*Task to complete*: Render as a Markdown table with the columns Number and Line only the part of the rows below that opens with the line containing "Can you see the headphone ear" and closes with the line containing "Can you see the white sleeve", numbering each line and leaving out blank lines.

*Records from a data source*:
-*-*-

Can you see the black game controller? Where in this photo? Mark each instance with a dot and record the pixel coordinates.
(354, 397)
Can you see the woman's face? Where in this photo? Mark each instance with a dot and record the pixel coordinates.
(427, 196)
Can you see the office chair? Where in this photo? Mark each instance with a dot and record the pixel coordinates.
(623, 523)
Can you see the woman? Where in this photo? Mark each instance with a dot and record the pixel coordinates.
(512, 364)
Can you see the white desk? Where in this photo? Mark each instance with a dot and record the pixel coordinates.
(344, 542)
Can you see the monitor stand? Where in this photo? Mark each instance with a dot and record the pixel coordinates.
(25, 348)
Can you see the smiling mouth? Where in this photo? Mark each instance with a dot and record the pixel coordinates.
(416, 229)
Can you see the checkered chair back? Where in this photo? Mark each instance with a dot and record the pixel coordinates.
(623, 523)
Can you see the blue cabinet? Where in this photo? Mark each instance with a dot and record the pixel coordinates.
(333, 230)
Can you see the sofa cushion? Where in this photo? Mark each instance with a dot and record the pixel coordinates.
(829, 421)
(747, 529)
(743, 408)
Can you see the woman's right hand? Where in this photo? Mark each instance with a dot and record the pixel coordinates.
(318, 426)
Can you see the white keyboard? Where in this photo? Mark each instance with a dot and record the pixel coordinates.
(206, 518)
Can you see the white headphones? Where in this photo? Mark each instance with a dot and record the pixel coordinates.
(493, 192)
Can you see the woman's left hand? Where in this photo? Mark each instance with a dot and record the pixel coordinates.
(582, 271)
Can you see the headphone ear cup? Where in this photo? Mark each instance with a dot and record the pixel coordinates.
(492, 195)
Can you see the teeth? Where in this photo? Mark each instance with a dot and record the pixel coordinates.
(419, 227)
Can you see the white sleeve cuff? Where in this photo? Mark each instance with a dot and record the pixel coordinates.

-*-*-

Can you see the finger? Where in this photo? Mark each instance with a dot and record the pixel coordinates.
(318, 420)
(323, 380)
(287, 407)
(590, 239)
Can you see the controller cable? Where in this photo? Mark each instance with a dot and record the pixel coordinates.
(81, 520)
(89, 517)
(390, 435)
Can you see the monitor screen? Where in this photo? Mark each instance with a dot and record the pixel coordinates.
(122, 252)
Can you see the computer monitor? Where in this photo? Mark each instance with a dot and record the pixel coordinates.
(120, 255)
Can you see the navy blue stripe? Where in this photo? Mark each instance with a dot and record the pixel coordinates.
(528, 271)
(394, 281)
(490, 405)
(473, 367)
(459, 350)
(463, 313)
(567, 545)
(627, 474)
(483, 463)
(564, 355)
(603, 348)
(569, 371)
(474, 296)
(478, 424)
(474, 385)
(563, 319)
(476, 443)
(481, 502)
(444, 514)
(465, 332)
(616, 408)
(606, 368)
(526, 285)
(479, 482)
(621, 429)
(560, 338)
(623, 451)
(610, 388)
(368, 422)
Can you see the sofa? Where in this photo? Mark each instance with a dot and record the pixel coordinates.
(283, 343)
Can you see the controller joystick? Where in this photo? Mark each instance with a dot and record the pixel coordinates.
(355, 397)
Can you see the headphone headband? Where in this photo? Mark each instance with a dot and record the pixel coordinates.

-*-*-

*Written solution*:
| Number | Line |
|---|---|
| 1 | Can you see the headphone ear cup? Where in this photo? Mark each instance with a dot and record the pixel coordinates. |
| 2 | (492, 195) |
| 3 | Can you see the teeth? Where in this photo? Mark each instance with a dot and record the pixel coordinates. |
| 4 | (419, 227) |
| 5 | Can you see the white sleeve cuff? Where in this photo? Mark each instance with a dot and record the pixel coordinates. |